======== QUOTED TEXT ========
Jorge Bismarck Véliz España was an ambitious man growing up in Puerto Arturo, a neighborhood in the larger town of Chone. A hub of about 50,000 people located 40 kilometers inland from Ecuador’s Pacific coast, Chone was a busy trading spot for cattle ranchers and farmers.
During the 1990s, Véliz España made a name for himself as a drug trafficker who was not afraid to use violence to suit his own ends, according to a profile in the Ecuadorian newspaper El Diario. Relatives began to use his name to collect on debts in the town. His reputation earned him the alias “Teniente España” (Lieutenant España), or simply “El Chonero.”
Around the year 2000, Veliz España moved to Manta, a coastal city and the largest in Manabí province. He had spotted an opportunity. The port of Manta saw a regular flow of cocaine from Colombia, with local drug gangs either helping to ship it from the port or move it through Manabí further south. Veliz España set about trying to unite this enterprise under the control of a criminal group that had taken on his nickname, the Choneros.
======== RECORD EXTRACTS ========
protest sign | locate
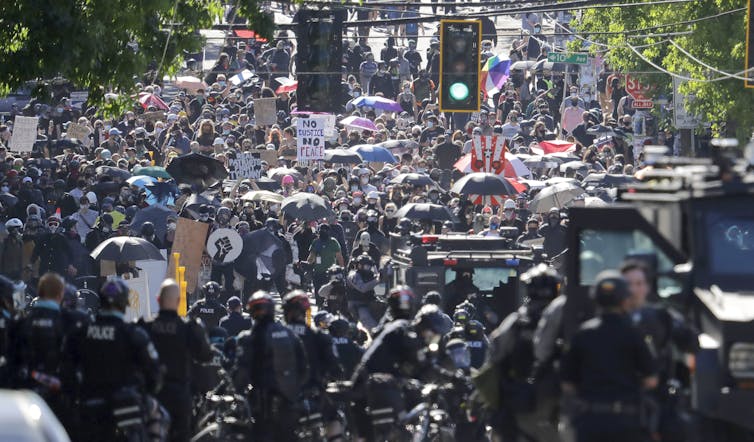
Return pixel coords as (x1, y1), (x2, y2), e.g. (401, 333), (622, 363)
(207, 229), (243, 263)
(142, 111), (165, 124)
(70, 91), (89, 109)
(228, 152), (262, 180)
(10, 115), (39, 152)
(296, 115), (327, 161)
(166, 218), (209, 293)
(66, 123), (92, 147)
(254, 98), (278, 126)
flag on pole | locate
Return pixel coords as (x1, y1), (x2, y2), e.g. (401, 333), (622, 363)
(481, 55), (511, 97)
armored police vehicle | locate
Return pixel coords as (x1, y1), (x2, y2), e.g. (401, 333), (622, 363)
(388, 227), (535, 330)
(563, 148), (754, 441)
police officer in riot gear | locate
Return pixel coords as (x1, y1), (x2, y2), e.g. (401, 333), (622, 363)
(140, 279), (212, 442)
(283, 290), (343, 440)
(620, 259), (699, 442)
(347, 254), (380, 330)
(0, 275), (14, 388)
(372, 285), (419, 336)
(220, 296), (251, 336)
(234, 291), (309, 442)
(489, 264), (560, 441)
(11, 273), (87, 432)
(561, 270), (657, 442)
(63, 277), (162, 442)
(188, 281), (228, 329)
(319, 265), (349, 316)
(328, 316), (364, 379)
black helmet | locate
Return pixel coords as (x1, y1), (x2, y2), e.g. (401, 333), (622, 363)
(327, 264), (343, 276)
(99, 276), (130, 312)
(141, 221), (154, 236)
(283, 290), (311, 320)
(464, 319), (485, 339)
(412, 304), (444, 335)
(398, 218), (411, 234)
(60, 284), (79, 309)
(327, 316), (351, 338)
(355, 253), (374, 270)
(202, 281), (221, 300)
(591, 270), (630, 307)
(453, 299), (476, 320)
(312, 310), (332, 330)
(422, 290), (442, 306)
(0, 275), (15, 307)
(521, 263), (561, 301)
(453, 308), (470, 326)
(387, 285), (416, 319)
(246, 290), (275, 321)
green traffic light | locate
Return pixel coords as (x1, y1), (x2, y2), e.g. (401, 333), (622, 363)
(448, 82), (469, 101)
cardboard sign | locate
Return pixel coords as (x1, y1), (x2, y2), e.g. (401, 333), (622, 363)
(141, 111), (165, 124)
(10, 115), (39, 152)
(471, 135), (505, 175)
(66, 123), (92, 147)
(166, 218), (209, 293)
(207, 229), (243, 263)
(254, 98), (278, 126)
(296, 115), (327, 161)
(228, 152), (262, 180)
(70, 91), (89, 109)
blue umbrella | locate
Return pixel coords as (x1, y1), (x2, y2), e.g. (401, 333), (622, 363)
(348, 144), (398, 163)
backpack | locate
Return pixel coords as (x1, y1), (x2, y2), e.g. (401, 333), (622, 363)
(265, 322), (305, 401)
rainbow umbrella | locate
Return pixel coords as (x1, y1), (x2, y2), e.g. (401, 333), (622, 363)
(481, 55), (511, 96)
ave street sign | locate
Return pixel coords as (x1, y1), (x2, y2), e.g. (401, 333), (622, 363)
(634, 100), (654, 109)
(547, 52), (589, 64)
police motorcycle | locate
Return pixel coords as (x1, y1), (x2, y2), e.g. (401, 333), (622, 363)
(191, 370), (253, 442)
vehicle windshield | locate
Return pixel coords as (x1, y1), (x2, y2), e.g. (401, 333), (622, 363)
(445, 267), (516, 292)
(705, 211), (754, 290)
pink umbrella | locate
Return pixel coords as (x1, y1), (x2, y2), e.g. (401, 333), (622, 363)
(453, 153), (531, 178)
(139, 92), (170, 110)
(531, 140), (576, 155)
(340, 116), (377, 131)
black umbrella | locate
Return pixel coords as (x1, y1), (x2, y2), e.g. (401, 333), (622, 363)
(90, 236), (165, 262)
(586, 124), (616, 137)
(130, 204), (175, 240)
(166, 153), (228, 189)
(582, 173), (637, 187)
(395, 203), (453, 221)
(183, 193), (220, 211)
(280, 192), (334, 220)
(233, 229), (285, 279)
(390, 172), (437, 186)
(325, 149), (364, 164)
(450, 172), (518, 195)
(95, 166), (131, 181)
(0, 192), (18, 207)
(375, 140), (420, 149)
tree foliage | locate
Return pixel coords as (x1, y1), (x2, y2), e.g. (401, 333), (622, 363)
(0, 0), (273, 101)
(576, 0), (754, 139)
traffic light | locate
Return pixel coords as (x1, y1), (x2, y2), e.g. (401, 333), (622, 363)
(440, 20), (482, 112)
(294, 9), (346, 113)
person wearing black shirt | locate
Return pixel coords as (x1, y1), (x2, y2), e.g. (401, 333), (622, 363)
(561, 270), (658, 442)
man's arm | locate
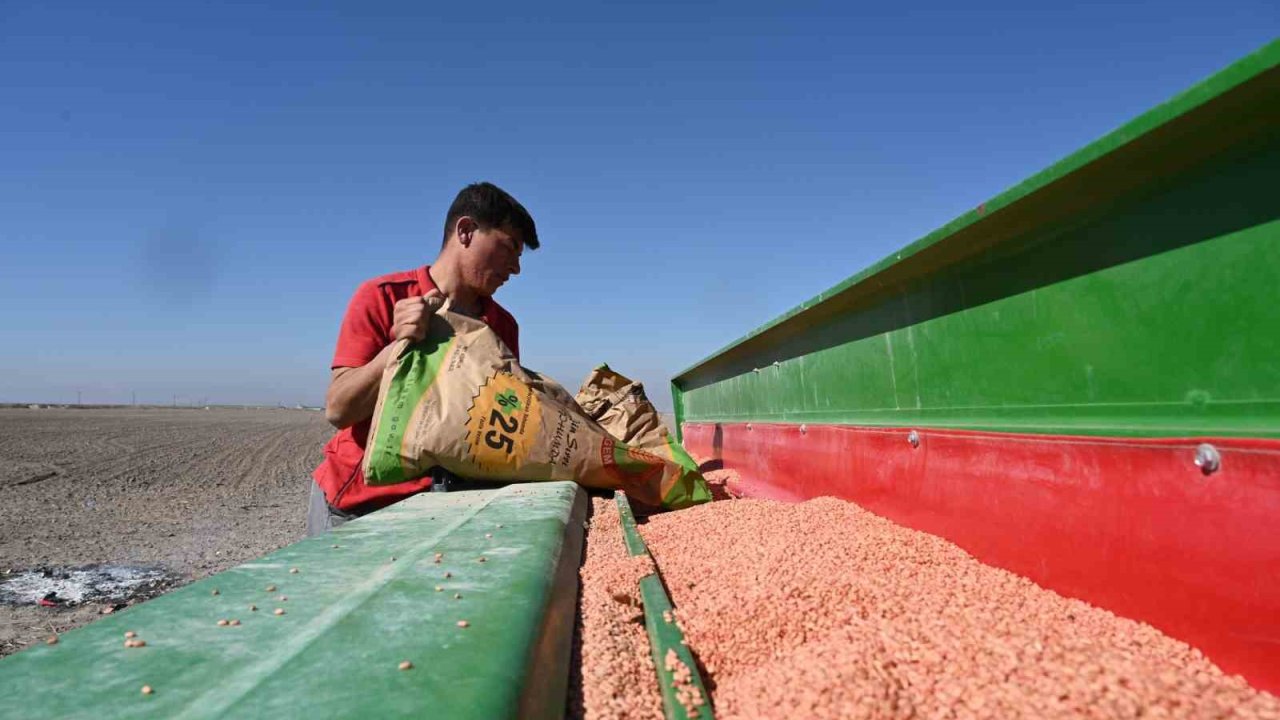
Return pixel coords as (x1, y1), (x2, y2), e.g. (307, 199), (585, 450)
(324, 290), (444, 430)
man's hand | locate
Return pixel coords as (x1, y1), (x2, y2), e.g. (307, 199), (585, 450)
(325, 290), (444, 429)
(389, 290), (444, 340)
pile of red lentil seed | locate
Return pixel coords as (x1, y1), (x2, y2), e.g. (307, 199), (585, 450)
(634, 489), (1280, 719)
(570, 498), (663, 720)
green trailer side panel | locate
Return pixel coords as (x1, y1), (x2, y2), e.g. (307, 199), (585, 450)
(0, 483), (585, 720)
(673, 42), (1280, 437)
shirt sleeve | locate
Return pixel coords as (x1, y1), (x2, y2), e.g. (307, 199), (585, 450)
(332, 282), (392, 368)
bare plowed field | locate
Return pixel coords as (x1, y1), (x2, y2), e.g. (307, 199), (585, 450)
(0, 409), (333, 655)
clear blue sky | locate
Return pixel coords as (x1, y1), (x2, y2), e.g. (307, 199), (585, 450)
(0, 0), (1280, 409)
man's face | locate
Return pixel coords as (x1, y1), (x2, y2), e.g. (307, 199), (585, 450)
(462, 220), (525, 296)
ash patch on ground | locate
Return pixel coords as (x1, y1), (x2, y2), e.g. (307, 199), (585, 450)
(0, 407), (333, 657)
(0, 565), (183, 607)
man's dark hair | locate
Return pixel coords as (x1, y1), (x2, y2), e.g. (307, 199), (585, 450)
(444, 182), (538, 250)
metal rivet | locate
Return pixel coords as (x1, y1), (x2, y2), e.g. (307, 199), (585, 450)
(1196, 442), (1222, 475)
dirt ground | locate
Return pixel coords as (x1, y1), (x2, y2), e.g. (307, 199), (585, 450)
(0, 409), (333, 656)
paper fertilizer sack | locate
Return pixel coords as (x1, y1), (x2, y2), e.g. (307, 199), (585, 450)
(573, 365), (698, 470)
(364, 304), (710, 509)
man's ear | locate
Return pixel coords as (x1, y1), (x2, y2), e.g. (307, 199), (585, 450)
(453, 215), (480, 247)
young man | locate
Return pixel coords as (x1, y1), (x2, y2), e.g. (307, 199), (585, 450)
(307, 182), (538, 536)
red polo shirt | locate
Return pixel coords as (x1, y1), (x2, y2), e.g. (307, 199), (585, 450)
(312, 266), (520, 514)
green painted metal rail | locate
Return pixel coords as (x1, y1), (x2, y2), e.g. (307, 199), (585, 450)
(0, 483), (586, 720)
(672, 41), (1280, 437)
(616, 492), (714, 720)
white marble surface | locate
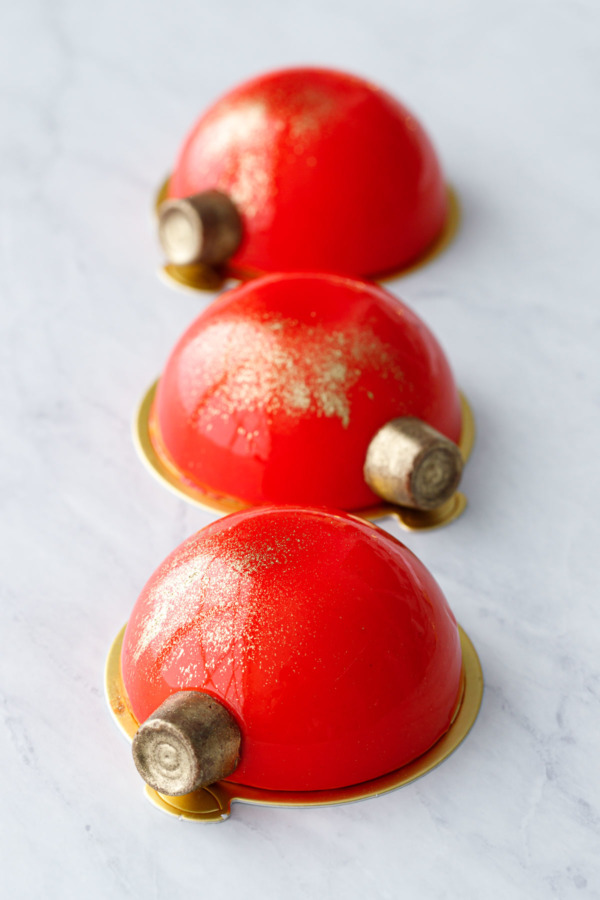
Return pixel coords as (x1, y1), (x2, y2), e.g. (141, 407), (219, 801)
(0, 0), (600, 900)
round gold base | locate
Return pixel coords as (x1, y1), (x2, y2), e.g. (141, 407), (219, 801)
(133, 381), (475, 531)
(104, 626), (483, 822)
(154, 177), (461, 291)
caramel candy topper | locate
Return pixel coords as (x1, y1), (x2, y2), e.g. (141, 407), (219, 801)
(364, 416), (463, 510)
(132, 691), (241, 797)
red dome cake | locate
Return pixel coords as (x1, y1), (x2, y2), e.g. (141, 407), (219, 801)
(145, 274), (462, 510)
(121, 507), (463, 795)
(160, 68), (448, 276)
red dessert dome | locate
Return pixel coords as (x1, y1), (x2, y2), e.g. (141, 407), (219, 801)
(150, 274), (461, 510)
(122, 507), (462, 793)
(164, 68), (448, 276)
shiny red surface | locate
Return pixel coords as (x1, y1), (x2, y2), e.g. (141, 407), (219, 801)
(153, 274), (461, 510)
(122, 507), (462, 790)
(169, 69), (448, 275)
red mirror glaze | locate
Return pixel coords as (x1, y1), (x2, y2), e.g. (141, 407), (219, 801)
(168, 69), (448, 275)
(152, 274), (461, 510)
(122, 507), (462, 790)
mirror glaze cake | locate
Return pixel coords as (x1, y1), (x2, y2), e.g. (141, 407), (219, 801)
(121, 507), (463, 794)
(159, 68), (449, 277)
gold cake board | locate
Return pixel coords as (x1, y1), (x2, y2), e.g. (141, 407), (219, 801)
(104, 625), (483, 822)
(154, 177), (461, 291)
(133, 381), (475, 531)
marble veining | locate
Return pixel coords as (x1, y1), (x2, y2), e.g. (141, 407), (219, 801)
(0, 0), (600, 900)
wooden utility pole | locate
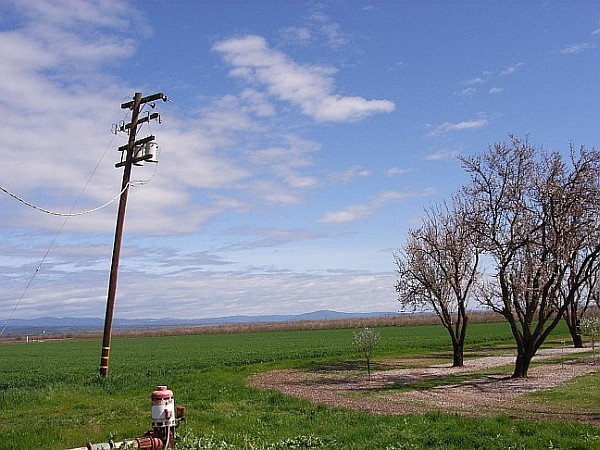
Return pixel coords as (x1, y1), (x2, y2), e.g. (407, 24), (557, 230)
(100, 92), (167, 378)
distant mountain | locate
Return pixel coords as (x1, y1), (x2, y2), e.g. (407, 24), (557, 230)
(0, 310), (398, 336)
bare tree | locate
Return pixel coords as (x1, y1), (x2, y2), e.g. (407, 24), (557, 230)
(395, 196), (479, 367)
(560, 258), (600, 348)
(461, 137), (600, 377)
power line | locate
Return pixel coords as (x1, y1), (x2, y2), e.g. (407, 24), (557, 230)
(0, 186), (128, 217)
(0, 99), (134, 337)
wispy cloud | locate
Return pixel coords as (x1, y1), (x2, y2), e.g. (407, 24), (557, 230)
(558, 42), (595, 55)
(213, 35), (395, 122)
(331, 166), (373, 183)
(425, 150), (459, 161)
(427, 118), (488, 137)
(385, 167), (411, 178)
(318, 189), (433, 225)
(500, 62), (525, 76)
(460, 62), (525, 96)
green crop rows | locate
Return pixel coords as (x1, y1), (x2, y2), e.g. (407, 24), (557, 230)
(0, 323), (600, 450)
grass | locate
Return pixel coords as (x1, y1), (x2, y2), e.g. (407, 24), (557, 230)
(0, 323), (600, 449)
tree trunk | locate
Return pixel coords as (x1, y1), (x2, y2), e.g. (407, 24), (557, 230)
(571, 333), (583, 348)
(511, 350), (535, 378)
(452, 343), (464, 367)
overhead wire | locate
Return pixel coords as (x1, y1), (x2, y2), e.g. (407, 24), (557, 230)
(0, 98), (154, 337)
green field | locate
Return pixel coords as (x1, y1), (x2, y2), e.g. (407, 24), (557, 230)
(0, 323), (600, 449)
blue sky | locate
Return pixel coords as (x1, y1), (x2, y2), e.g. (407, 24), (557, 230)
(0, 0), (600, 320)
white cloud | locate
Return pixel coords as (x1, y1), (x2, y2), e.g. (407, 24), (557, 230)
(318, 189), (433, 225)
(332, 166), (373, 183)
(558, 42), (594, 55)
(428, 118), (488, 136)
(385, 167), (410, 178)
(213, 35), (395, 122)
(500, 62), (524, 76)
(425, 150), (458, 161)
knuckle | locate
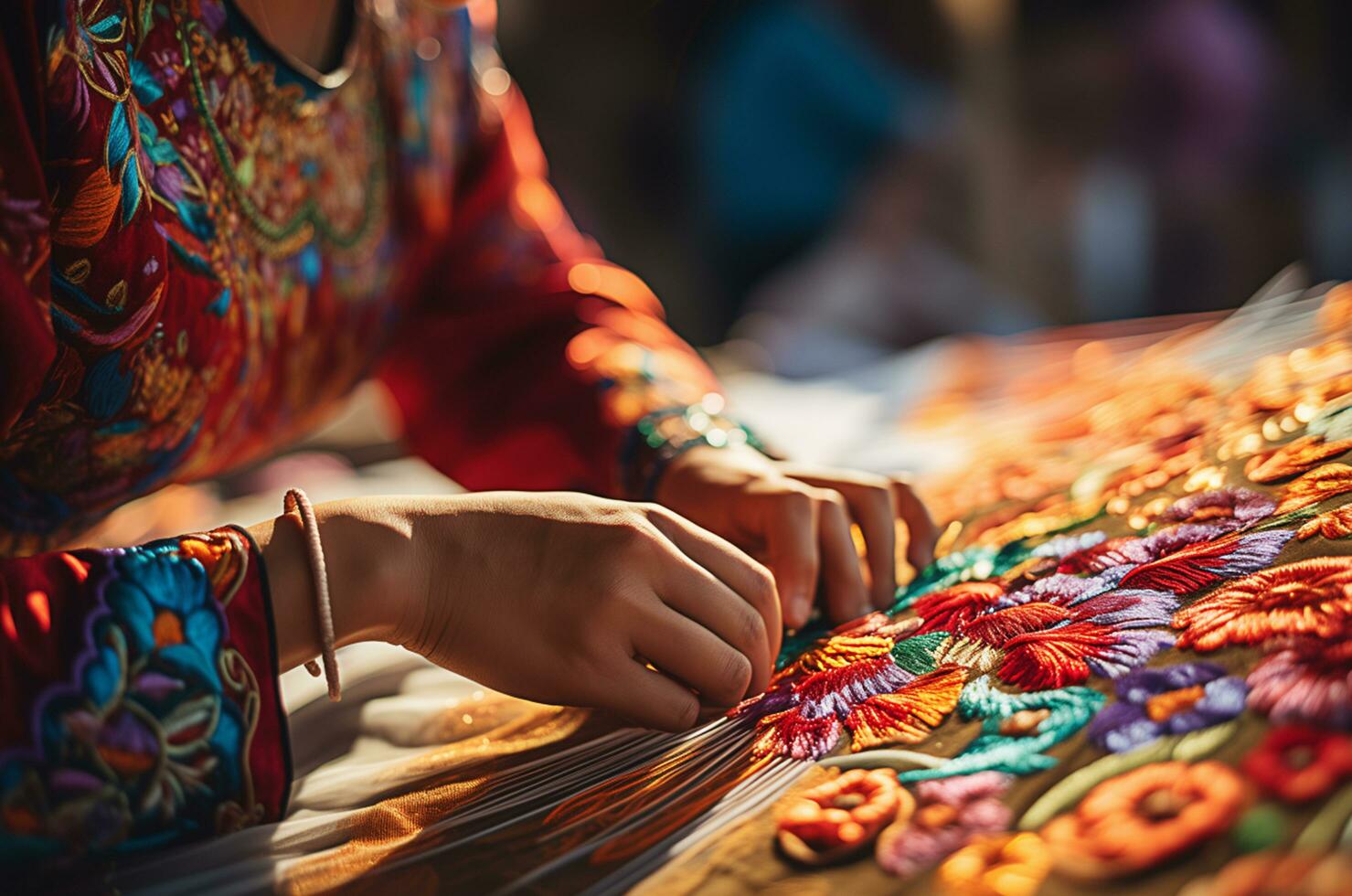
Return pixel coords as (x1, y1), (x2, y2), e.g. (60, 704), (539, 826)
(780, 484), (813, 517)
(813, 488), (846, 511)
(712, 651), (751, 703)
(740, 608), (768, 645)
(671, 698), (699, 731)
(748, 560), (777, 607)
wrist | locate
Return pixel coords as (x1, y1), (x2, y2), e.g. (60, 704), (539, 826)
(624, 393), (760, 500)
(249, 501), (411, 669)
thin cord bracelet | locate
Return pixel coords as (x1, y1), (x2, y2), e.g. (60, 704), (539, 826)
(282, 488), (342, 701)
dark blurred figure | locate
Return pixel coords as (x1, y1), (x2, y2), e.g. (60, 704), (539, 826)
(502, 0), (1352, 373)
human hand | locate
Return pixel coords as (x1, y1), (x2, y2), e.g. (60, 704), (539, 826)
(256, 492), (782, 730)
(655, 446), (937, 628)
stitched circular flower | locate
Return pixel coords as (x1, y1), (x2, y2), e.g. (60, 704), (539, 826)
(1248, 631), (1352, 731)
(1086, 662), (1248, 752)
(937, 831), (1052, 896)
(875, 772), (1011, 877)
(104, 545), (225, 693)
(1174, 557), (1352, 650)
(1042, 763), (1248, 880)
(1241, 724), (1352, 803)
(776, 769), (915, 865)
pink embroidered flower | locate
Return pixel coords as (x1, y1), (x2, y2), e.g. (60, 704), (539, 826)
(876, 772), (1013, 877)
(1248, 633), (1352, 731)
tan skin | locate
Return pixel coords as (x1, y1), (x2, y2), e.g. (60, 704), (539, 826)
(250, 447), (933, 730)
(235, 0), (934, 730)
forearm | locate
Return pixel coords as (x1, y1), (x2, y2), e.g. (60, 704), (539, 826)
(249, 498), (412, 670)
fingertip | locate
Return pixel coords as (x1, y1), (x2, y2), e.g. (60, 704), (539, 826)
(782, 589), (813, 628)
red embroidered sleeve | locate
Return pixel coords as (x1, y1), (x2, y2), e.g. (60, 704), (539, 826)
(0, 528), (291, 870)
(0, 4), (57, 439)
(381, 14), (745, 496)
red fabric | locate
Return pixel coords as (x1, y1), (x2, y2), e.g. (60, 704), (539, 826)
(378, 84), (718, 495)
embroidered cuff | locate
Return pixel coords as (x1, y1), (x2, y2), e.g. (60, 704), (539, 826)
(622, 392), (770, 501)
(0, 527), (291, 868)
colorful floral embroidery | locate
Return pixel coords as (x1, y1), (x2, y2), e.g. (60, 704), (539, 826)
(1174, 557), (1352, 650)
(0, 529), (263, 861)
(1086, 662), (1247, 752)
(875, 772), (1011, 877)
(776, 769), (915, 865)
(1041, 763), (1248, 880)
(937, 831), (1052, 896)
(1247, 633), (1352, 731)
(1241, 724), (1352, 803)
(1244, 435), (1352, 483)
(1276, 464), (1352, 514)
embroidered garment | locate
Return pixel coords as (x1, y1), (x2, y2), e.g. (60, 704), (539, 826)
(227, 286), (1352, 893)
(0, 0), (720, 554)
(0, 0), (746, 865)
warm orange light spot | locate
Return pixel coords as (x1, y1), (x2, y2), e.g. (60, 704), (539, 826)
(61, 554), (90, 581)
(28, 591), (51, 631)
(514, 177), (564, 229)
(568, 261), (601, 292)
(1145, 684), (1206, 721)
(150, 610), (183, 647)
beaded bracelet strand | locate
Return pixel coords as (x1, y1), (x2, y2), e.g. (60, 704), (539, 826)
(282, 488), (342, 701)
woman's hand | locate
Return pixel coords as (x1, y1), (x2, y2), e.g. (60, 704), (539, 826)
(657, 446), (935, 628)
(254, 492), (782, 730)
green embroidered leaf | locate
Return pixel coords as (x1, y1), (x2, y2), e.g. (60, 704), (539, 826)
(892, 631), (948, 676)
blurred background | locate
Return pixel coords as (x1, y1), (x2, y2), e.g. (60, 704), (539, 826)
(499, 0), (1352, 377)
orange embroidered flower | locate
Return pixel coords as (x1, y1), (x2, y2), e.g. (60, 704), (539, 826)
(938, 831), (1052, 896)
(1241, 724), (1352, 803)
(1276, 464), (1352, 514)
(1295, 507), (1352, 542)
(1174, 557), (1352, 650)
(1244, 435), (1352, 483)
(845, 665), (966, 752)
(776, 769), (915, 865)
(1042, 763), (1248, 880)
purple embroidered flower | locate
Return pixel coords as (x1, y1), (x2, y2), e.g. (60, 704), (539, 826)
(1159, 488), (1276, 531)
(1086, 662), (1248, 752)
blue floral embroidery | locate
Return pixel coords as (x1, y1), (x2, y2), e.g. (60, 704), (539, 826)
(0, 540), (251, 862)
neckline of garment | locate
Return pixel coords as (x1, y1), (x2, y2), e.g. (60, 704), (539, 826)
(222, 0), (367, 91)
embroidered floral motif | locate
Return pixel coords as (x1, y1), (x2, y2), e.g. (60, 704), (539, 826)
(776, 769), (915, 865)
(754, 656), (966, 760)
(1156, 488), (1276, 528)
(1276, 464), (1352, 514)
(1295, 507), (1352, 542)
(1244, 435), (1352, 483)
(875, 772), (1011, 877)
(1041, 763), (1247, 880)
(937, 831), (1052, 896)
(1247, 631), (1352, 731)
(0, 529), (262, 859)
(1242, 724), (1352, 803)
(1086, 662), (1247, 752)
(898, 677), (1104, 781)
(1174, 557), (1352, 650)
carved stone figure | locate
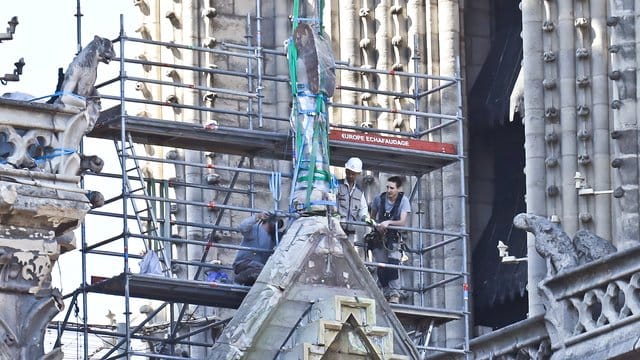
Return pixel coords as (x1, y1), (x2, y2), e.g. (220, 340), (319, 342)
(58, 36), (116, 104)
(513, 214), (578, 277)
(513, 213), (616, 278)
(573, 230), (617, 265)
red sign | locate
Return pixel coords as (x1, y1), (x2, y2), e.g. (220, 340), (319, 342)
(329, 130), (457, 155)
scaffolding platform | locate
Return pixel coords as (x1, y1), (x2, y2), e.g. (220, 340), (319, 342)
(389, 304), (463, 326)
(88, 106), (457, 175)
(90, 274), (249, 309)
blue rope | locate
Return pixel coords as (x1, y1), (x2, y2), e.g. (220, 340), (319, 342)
========
** CHALLENGE **
Echo the full passage on Jorge Bismarck Véliz España and the Choneros word for word. The collection entries have no connection to the text about Jorge Bismarck Véliz España.

** EXERCISE ANSWER **
Jorge Bismarck Véliz España was an ambitious man growing up in Puerto Arturo, a neighborhood in the larger town of Chone. A hub of about 50,000 people located 40 kilometers inland from Ecuador’s Pacific coast, Chone was a busy trading spot for cattle ranchers and farmers.
During the 1990s, Véliz España made a name for himself as a drug trafficker who was not afraid to use violence to suit his own ends, according to a profile in the Ecuadorian newspaper El Diario. Relatives began to use his name to collect on debts in the town. His reputation earned him the alias “Teniente España” (Lieutenant España), or simply “El Chonero.”
Around the year 2000, Veliz España moved to Manta, a coastal city and the largest in Manabí province. He had spotted an opportunity. The port of Manta saw a regular flow of cocaine from Colombia, with local drug gangs either helping to ship it from the port or move it through Manabí further south. Veliz España set about trying to unite this enterprise under the control of a criminal group that had taken on his nickname, the Choneros.